The task: Could you extract every entry below and reproduce it exactly?

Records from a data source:
————————

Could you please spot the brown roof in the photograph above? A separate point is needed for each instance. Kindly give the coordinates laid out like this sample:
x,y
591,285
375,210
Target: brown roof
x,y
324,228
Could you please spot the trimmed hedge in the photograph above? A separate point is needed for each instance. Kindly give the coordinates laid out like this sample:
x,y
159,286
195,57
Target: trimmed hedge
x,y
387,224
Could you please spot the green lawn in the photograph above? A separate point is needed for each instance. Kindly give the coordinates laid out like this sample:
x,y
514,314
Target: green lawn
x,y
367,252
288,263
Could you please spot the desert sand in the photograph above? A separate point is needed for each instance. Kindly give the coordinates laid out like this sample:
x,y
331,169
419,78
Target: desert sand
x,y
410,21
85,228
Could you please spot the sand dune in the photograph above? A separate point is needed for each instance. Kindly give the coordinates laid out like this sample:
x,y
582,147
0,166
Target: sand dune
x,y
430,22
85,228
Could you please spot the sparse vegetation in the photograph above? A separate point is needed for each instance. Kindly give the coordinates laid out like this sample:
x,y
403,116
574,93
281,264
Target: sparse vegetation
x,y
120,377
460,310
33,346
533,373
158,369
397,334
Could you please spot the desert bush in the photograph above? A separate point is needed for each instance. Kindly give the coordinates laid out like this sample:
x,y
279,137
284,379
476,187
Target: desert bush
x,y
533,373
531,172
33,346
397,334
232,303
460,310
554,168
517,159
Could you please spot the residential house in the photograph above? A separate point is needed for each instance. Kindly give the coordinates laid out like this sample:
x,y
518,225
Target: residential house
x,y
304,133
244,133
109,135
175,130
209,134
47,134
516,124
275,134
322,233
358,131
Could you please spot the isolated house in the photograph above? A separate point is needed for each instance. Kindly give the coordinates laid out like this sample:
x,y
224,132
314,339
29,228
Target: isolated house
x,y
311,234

————————

Exercise answer:
Could you please spot the brown roof in the photograph above? A separate point is needed for each instance. Kindly give the coordinates laid out like this sample:
x,y
591,285
375,210
Target: brown roof
x,y
324,228
Could you please spot the trimmed hedge in the photograph above? A separate point is needed for each instance. Kindly give the coordinates laid out like this sample:
x,y
159,286
195,57
Target: trimmed hedge
x,y
387,224
Could you please spot the green lawn in the photograph above? A separate point is needed for each instance. Kindly give the coordinates laid out like this sample:
x,y
514,314
Target: green lawn
x,y
367,252
288,263
Could you please spot the desert sand in the photograph above? A separate point is needed for each instance. Kindly give the coordinates laid out like this sample:
x,y
331,169
419,78
Target: desert sand
x,y
410,21
85,228
Could you please spot the sand dune in the photograph above? A separate point is needed for each instance. Kindly give the coordinates laid out like this sample:
x,y
582,147
0,166
Target: sand dune
x,y
430,22
85,228
Could you please spot the sparse vegetation in the photograph above? A separate point is needed for each instance. Kindly give the coordinates laid out like this sample:
x,y
403,116
574,93
281,264
Target: sparse vegetation
x,y
120,377
460,310
33,346
533,373
158,369
397,334
Could you please spot the desert bush in the photograph above? A separate point is needed for each instance. Kindly give the coordinates laid out like this sample:
x,y
279,137
284,379
476,187
Target: desert bush
x,y
533,373
531,172
33,346
397,334
232,303
460,310
554,168
517,159
Could you please spot the residential house in the photograph above? A separate point is needed for each instance. Kindly give the coordinates laid out like this sample:
x,y
518,225
Target: residential house
x,y
304,133
244,133
109,135
175,130
209,134
47,134
516,124
275,134
322,233
358,131
Could you please spot the isolated house in the photograph above? A separate point is needed for each instance. Kindly give the coordinates laid out like this sample:
x,y
224,132
314,339
29,228
Target: isolated house
x,y
311,234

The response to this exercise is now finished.